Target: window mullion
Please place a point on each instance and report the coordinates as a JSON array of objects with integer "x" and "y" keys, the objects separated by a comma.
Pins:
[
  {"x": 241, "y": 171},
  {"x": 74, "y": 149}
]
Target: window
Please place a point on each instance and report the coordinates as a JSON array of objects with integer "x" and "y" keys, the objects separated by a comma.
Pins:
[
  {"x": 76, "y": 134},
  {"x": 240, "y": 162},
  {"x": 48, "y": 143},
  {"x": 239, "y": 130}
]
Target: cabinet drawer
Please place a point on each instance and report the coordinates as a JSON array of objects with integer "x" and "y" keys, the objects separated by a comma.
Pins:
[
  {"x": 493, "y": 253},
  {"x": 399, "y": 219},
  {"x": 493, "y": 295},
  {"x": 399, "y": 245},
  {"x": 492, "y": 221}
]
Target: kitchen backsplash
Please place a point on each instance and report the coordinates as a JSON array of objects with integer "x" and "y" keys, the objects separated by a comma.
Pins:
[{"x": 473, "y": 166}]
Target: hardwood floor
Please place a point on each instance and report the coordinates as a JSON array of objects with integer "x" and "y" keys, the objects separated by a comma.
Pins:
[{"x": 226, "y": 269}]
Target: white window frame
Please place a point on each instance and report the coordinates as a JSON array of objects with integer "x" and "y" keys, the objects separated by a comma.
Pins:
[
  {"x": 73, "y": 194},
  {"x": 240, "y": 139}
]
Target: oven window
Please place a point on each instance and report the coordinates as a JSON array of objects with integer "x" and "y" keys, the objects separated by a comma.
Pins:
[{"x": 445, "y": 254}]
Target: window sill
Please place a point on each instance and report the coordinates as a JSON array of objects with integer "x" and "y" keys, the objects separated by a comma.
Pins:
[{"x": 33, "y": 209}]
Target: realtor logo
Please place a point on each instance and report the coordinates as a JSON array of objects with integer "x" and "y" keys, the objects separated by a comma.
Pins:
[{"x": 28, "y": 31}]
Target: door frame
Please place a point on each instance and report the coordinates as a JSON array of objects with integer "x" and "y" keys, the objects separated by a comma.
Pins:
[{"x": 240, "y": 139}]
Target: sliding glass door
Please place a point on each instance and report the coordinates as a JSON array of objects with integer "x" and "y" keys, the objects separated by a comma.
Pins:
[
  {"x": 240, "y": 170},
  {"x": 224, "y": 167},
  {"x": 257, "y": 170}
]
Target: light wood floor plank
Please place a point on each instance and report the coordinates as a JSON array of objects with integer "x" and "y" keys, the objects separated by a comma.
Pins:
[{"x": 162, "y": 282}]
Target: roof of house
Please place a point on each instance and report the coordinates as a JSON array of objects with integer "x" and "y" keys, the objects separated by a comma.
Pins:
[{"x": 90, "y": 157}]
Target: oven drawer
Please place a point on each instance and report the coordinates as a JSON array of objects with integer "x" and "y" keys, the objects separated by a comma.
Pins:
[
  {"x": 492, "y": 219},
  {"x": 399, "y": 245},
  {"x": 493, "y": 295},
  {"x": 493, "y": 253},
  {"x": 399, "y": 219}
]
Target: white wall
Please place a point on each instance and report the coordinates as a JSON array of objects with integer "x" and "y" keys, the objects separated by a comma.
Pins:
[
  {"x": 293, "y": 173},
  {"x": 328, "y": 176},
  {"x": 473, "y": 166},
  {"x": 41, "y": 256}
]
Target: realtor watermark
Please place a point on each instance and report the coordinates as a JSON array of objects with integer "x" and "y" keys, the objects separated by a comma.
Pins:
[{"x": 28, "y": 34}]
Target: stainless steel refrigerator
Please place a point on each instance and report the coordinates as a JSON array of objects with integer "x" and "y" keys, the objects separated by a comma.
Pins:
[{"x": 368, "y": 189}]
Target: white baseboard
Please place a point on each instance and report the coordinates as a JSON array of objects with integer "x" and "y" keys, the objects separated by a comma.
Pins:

§ **What you will do**: From the data above, extract every line in its exact form.

§ **Reply**:
Target: window mullion
Please place a point on each instance and report the coordinates as a JSON array of objects with integer "x" and "y" keys, the objects separated by a comma.
Pins:
[
  {"x": 241, "y": 171},
  {"x": 74, "y": 149}
]
Target: window
Please place a point on each instance and report the coordinates as a JSON array of objects with integer "x" and "y" keys, the objects separated by a comma.
Pins:
[
  {"x": 76, "y": 134},
  {"x": 240, "y": 162},
  {"x": 48, "y": 143},
  {"x": 239, "y": 130}
]
Target: cabinet drawer
Please place a point on each instance and report the coordinates as a JSON array of objects with integer "x" and "y" keys, the objects separated by a comma.
Pins:
[
  {"x": 493, "y": 253},
  {"x": 399, "y": 219},
  {"x": 493, "y": 295},
  {"x": 399, "y": 245},
  {"x": 492, "y": 221}
]
Target: kitchen backsplash
Please place a point on each instance and report the coordinates as a JSON array of objects with integer "x" and "y" keys, the objects separated by a comma.
Pins:
[{"x": 473, "y": 166}]
Target: hardwood floor
Please place a point on each instance and report the coordinates as a JSON array of objects with integer "x" and "y" keys, the objects separated by a comma.
Pins:
[{"x": 226, "y": 269}]
Target: white window frame
Please place a point on each instance and report the coordinates as a JSON array of objects with integer "x" and "y" keys, the objects separated by a comma.
Pins:
[
  {"x": 73, "y": 194},
  {"x": 240, "y": 139}
]
Target: oven window
Please place a point on each instance and report the coordinates as a JSON array of objects with integer "x" and "y" keys, the objects separated by a comma.
Pins:
[{"x": 445, "y": 254}]
Target: window sill
Please place a point on each instance and report the coordinates as a JSON array of objects with integer "x" and "y" keys, the objects separated by a comma.
Pins:
[{"x": 33, "y": 209}]
Target: realtor logo
Please place a point on each instance and report the coordinates as a JSON array of objects with integer "x" and "y" keys, the objects separated by a comma.
Pins:
[{"x": 28, "y": 31}]
Target: door frame
Please place a point on each instance and report the coordinates as a JSON array of objects with integer "x" and "y" keys, the objects separated by a comma.
Pins:
[{"x": 240, "y": 139}]
Target: sliding glass door
Please place a point on each instance and report the coordinates as a JSON array of objects with integer "x" and "y" keys, the objects separated by a comma.
Pins:
[
  {"x": 240, "y": 170},
  {"x": 224, "y": 167},
  {"x": 257, "y": 170}
]
Target: light wood floor plank
Please place a point on each instance and report the coordinates as a JSON array of objects with integer "x" and "y" keys, the objects separated by a comma.
Pins:
[{"x": 162, "y": 282}]
Target: roof of house
Please place a point on each instance and report the coordinates as a JSON array of objects with integer "x" and "y" keys, the objects separated by a comma.
Pins:
[{"x": 90, "y": 157}]
Target: oven drawer
Please place a point on each instance and report the coordinates as a JSON array of objects with integer "x" and "y" keys, the objects separated by a comma.
Pins:
[
  {"x": 492, "y": 219},
  {"x": 399, "y": 245},
  {"x": 493, "y": 295},
  {"x": 493, "y": 253},
  {"x": 399, "y": 219}
]
Target: white wall
Please place a point on each instance and report the coordinates as a JSON array of objects with integer "x" and "y" keys, the objects separated by a comma.
Pins:
[
  {"x": 293, "y": 173},
  {"x": 328, "y": 176},
  {"x": 473, "y": 166},
  {"x": 41, "y": 256}
]
Target: realtor watermark
Please place a point on each instance and report the coordinates as a JSON array of objects with integer "x" and "y" keys, the objects separated by a comma.
Pins:
[{"x": 28, "y": 34}]
Target: stainless steel refrigerator
Please place a point on each instance and report the coordinates as a JSON array of objects with integer "x" and "y" keys, the objects separated by a comma.
Pins:
[{"x": 368, "y": 189}]
Target: white baseboard
Please place a point on each instance and report the coordinates as a JSON array of objects with integer "x" and "y" keys, the objects separated by a comma.
Pins:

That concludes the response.